TASK GOAL | List each line of the data below that contains the word "hillside".

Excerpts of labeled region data
[start]
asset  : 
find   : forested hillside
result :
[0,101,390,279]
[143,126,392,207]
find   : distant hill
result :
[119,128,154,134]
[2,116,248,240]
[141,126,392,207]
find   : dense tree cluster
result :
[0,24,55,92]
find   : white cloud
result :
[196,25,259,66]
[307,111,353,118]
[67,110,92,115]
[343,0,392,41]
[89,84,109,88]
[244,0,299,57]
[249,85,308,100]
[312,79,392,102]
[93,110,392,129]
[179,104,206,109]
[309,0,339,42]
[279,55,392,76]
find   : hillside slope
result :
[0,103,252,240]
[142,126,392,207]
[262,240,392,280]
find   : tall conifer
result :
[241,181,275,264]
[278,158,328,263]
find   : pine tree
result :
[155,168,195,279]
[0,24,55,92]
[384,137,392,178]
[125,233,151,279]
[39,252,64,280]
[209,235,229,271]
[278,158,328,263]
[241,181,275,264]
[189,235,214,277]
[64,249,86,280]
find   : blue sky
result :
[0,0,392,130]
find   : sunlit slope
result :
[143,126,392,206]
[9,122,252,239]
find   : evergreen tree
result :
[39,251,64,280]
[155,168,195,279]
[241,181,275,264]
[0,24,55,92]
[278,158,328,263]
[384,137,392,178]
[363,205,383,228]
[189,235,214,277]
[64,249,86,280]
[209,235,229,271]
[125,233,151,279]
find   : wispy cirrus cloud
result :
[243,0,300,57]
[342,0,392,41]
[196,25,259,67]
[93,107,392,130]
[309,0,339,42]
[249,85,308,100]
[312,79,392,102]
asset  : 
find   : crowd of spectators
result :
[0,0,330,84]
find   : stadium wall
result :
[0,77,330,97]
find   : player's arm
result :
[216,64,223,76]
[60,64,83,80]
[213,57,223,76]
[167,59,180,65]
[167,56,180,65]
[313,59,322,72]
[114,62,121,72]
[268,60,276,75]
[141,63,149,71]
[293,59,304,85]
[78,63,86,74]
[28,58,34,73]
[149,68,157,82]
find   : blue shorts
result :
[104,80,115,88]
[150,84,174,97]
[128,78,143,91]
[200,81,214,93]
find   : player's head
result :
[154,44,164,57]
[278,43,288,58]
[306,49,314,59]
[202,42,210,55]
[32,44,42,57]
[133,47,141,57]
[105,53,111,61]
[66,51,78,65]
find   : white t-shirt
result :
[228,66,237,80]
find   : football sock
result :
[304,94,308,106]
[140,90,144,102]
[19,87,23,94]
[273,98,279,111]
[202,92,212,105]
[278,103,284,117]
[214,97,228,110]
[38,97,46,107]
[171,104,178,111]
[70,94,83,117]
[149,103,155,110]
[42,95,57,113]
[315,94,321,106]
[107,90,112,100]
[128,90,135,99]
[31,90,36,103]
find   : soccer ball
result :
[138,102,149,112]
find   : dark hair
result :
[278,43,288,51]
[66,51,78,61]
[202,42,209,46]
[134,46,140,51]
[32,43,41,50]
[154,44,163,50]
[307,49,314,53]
[end]
FINAL RESULT |
find   : forested hillside
find   : hillside slope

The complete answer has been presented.